Exercise set:
- A) In the ramblings post, what does the writer give as one of the reasons they started writing?
- B) Transcribe the part of the ramblings post starting with "I’ve noticed this" and going on through "my ramblings 🙂)".

Extract to read:
In the infamous words of the one and only Prince: “Dearly beloved, we are gathered here today to get through this thing called life…” 💜

Those Ramblings

I live in my brain. There’s running commentary 24/7, visuals both realistic and magical, thoughts, questions, images, memories constantly on loop always. This exhausts me, which is one of the reasons why I started writing. It was (is?) a place for me to take everything happening in there and put it somewhere else so I could stop thinking about it. It’s kind of like when you have an ear worm, that song that you can’t get out of your head and as soon as you listen to it, you’re good, and it’s gone. That’s what writing does for me. And yet, I hardly write. It’s always a battle for me to actually go from thoughts to words on a page. I hate to use psychology jargon as a scape goat but it feels a bit like self sabotage. I’ve identified the “problem”, I’ve found a healthy way to deal with the “problem” but I refuse to do it.

I’ve noticed this trend in other areas of my life.

I’m really great at identifying and acknowledging the thing, whatever it is. I’m also really great at finding solutions. But somehow my brain stops there. The next step, one might say the most important aspect, putting it all into action, I can’t seem to do. Full freeze. It’s like my brain goes, “Okay I’ve done enough work figuring out what the problem was and finding a solution, someone else needs to implement this, not me!” Is it laziness? Is it exhaustion? Is it fear of failure? Is it learnt behaviour? Is it entitlement? Is it all and none of the above?

I’m curious if anyone else has noticed this in themselves and how you’ve dealt with it. Or maybe as an outsider you may have a different viewpoint. Share your thoughts in the comments please. (And thanks for reading my ramblings 🙂)

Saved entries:
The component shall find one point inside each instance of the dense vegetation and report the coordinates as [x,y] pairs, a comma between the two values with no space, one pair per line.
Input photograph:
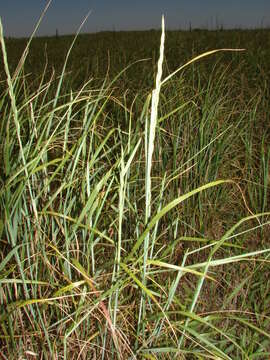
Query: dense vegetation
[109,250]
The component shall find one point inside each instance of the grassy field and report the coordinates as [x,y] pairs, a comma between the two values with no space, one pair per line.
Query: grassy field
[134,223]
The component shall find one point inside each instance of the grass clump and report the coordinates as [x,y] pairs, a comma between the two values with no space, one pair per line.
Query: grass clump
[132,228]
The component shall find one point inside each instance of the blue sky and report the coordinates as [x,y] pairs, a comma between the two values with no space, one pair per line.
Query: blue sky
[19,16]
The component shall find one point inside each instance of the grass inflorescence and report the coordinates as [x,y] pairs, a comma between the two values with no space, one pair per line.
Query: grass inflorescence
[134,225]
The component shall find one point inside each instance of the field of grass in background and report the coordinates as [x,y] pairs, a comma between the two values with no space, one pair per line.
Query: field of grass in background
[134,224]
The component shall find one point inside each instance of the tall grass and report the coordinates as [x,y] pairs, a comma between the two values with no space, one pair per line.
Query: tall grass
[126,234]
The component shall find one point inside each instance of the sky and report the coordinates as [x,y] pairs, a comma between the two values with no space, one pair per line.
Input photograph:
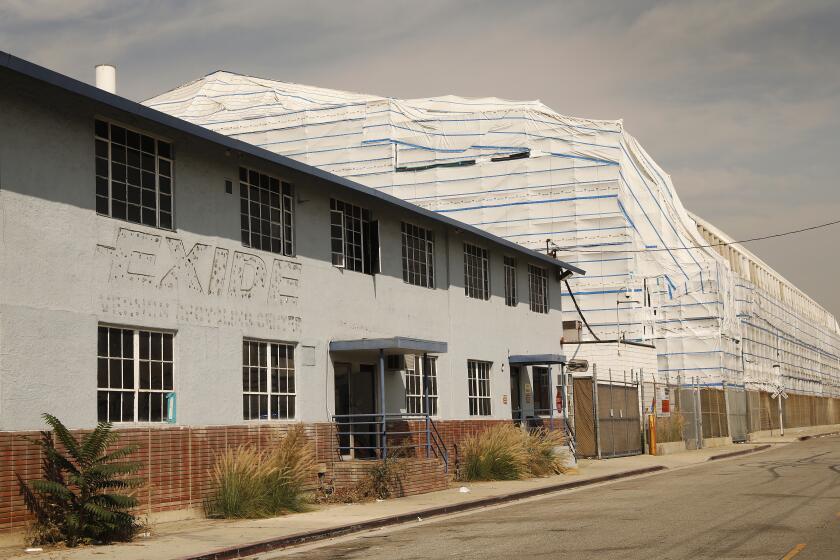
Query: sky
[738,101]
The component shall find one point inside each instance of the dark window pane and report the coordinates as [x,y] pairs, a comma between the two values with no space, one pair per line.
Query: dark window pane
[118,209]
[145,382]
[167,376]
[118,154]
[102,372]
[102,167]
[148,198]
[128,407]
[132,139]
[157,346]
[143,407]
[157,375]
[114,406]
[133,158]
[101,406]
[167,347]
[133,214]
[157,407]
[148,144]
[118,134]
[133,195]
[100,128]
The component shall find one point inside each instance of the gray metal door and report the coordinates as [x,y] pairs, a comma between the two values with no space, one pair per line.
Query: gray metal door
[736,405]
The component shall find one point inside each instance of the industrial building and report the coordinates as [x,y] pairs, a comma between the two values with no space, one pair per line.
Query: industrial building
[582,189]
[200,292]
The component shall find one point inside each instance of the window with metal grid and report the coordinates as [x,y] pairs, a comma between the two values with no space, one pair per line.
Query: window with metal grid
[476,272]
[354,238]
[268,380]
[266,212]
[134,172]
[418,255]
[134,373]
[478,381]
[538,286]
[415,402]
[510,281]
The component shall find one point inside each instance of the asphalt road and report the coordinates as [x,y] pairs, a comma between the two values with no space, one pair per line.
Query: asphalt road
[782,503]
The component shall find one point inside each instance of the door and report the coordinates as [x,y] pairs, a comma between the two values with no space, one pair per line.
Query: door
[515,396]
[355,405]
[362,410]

Solved problems:
- A) The constant running commentary, images and thoughts in their brain exhaust them.

- B)
I’ve noticed this trend in other areas of my life.

I’m really great at identifying and acknowledging the thing, whatever it is. I’m also really great at finding solutions. But somehow my brain stops there. The next step, one might say the most important aspect, putting it all into action, I can’t seem to do. Full freeze. It’s like my brain goes, “Okay I’ve done enough work figuring out what the problem was and finding a solution, someone else needs to implement this, not me!” Is it laziness? Is it exhaustion? Is it fear of failure? Is it learnt behaviour? Is it entitlement? Is it all and none of the above?

I’m curious if anyone else has noticed this in themselves and how you’ve dealt with it. Or maybe as an outsider you may have a different viewpoint. Share your thoughts in the comments please. (And thanks for reading my ramblings 🙂)